Please repeat word for word only the lines of data below, starting with the line containing "Would you be able to point to the fried croquette" and going on through the line containing "column 230, row 79", with both of those lines included.
----
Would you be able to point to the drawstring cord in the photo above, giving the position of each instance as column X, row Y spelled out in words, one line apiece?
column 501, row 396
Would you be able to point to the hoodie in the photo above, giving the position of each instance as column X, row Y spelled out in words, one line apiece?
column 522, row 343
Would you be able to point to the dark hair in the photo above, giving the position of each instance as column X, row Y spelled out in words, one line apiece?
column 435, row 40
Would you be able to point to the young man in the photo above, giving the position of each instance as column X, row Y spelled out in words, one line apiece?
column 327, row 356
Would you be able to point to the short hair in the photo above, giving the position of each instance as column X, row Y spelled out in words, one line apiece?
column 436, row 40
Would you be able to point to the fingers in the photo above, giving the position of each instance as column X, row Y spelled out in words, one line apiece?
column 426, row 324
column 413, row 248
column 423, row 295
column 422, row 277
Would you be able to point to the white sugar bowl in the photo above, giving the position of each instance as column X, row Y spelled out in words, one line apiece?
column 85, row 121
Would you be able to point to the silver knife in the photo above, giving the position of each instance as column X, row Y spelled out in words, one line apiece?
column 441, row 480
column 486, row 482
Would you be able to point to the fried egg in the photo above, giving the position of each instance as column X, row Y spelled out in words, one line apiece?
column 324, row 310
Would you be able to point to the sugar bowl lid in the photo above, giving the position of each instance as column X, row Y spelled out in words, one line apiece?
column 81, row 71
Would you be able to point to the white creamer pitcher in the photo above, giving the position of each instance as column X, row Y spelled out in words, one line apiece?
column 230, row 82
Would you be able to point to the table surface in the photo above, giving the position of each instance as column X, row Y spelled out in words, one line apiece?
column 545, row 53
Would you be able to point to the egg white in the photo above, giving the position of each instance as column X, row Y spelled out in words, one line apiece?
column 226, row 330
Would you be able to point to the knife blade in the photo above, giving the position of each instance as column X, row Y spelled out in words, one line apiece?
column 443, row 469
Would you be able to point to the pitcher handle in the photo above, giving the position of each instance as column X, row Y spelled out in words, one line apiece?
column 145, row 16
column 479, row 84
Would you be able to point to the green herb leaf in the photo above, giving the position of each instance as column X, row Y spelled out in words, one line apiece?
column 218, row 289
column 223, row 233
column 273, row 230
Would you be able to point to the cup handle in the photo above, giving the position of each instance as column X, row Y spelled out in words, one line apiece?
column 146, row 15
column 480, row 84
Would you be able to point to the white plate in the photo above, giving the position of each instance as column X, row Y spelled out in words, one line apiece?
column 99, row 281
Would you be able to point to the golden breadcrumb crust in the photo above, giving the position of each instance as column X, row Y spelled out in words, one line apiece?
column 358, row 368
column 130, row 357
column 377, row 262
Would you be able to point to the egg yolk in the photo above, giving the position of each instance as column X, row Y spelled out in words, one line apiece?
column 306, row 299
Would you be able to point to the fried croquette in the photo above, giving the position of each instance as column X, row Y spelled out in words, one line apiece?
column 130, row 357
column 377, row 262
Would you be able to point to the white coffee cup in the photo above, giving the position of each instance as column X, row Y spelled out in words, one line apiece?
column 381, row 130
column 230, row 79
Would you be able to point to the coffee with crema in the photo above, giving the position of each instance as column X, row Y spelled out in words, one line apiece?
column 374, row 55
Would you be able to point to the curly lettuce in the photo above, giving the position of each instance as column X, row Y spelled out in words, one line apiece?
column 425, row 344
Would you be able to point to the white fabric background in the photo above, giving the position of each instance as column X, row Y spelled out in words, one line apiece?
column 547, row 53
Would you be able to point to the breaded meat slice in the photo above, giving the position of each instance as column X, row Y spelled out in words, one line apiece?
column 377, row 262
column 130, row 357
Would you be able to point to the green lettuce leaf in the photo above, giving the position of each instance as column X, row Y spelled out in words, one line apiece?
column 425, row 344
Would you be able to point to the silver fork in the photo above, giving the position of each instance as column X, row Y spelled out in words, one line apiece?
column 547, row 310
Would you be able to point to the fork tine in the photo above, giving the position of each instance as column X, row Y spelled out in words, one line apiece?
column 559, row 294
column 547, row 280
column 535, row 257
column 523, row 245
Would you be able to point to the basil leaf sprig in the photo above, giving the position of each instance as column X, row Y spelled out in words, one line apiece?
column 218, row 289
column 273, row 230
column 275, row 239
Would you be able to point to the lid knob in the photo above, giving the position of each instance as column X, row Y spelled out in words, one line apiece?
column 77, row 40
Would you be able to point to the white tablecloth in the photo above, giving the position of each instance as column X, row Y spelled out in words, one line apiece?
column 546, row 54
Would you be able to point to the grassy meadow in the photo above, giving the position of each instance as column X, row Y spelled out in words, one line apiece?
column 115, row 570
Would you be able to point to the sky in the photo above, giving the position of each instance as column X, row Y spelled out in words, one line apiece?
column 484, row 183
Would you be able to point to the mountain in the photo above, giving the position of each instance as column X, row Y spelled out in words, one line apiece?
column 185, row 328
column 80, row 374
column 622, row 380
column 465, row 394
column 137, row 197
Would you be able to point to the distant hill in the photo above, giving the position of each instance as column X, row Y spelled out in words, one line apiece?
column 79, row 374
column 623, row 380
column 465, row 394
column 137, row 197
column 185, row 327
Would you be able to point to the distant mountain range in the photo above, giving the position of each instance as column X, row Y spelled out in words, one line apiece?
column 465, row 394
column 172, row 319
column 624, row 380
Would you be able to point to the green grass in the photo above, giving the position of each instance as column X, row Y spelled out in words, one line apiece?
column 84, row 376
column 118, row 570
----
- **The answer**:
Would you be able to point to the fried croquette in the photo above, giving the position of each instance as column X, row Y spelled out in words, one line apiece?
column 130, row 357
column 377, row 262
Would you be able to point to the white coffee cup in the photo above, giving the position of each instance as column X, row Y spelled out in words, one line apiece?
column 381, row 130
column 230, row 79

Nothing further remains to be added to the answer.